# START OF Listed entries

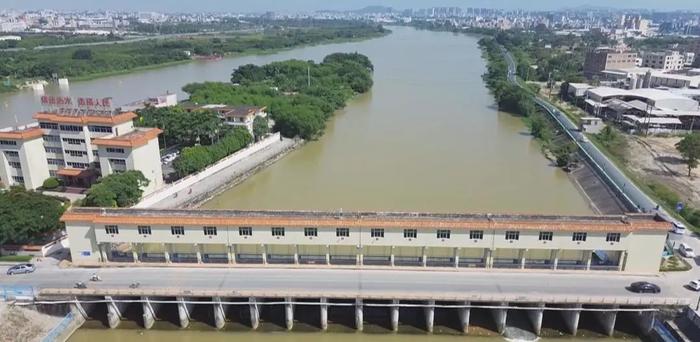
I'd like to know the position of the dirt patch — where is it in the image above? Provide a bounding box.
[628,137,700,207]
[0,303,61,342]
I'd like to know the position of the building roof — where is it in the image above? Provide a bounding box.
[61,208,670,232]
[0,127,44,140]
[34,112,138,126]
[92,128,163,148]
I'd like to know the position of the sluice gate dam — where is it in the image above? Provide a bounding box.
[37,288,688,336]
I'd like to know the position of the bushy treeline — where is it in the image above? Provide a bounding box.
[0,24,386,79]
[173,127,253,177]
[183,53,374,139]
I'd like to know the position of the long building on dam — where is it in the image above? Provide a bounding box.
[62,208,670,273]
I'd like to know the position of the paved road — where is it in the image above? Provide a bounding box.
[0,264,696,301]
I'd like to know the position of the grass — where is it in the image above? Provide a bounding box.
[660,255,693,272]
[0,255,33,262]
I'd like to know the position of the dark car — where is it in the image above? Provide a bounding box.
[628,281,661,293]
[7,264,36,275]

# END OF Listed entries

_Work to complete_
Convert the lines of the items above into a JSON list of strings, one string per line, leaving out blank lines and the pictures.

_Written response_
[
  "I'd like to know the position of the dirt patch — where is it in the image above? Provide a bounding box.",
  "[628,137,700,207]",
  "[0,303,61,342]",
  "I'd like to know the position of the building roof — where is it in the image above? Provide a bounding box.",
  "[61,208,670,232]",
  "[0,127,44,140]",
  "[34,112,138,126]",
  "[92,128,163,148]",
  "I'd like to know the position of the sluice gate dam — where is it in the image above? Provide a bounding box.",
  "[37,288,688,336]",
  "I'd like to know the position of the bushy treeline — where is it in the image above? Provide a bounding box.",
  "[0,24,386,79]",
  "[173,127,253,177]",
  "[183,53,374,139]",
  "I'd like to know the position of the long building on dam — where is it in the image above? Provide a bounding box.",
  "[62,208,670,273]",
  "I'd like to know the position of the paved road — where is it in the image above? Provide a bounding box.",
  "[0,264,696,301]",
  "I'd like to know the position of the grass — where is it in the image above? Provide a bounding box.",
  "[660,255,693,272]",
  "[0,255,33,262]",
  "I'd like to know the position of the dark car — where is it in the image above? Provide a bounding box.",
  "[628,281,661,293]",
  "[7,264,36,275]"
]